- Stated task A:
Answer these questions using the forum thread below:
(i) Which write method is being tested to insert data into BigQuery?
(ii) What language is the Dataflow pipeline written in?
(iii) According to the common warning, for at least how long has the operation been ongoing?
- Stated task B: Select every line of the entries below that contains the string "patterned". Case counts.

- Given text:

Reputation: 15
We are testing with STORAGE_WRITE_API to insert data into BigQuery. We've seen several errors/warnings in our Dataflow pipeline(written in Java). It might work well in the beginning, but eventually the system lag would be increasing, it would stop processing any data from PubSub and the unacked messages piled up.
One common warning is:
Operation ongoing in step insertTableRowsToBigQuery/StorageApiLoads/StorageApiWriteSharded/Write Records for at least 03h35m00s without outputting or completing in state process
at [email protected]/jdk.internal.misc.Unsafe.park(Native Method)
at [email protected]/java.util.concurrent.locks.LockSupport.park(LockSupport.java:194)
at [email protected]/java.util.concurrent.locks.AbstractQueuedSynchronizer.parkAndCheckInterrupt(AbstractQueuedSynchronizer.java:885)
at [email protected]/java.util.concurrent.locks.AbstractQueuedSynchronizer.doAcquireSharedInterruptibly(AbstractQueuedSynchronizer.java:1039)
at [email protected]/java.util.concurrent.locks.AbstractQueuedSynchronizer.acquireSharedInterruptibly(AbstractQueuedSynchronizer.java:1345)

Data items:
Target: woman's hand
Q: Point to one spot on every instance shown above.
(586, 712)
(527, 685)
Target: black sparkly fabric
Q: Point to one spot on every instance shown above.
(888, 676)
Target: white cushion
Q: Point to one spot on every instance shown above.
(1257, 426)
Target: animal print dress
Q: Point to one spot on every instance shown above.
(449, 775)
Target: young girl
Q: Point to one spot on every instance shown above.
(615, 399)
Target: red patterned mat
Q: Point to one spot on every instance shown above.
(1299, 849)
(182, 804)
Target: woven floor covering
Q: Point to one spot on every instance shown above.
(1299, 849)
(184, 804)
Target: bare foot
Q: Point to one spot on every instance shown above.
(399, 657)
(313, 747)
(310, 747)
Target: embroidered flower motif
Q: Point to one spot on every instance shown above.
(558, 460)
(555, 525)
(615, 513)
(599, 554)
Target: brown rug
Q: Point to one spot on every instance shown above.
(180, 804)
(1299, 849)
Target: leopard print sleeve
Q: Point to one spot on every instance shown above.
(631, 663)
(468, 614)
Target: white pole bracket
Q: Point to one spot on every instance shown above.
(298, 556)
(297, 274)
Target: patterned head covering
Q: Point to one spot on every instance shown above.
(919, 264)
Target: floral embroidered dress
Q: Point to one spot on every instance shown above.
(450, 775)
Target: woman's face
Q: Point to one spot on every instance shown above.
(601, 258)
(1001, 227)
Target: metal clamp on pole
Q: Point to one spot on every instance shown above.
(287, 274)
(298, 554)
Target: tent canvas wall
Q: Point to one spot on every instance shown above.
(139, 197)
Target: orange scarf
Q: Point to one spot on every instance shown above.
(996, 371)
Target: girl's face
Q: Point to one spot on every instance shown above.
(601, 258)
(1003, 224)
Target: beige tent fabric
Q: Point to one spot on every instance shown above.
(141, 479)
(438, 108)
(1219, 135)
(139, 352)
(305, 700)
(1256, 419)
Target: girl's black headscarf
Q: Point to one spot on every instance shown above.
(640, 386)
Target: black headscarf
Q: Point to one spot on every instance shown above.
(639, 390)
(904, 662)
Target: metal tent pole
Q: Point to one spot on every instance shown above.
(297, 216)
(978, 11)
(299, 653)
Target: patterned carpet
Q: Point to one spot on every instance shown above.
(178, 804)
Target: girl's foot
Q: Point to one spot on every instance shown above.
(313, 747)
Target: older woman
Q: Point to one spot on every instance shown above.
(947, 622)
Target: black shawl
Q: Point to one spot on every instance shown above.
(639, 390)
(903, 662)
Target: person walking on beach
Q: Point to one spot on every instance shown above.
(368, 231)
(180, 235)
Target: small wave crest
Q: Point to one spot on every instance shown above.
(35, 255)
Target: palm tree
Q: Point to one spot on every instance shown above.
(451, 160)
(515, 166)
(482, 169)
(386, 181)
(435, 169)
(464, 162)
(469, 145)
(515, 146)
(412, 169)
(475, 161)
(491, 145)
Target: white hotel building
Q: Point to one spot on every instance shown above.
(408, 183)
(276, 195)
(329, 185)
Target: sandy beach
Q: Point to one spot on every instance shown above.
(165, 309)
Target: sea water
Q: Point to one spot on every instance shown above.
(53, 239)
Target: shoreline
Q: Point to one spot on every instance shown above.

- Written solution A:
(i) STORAGE_WRITE_API
(ii) Java
(iii) 03h35m00s

- Written solution B:
Target: red patterned mat
Target: patterned head covering
Target: patterned carpet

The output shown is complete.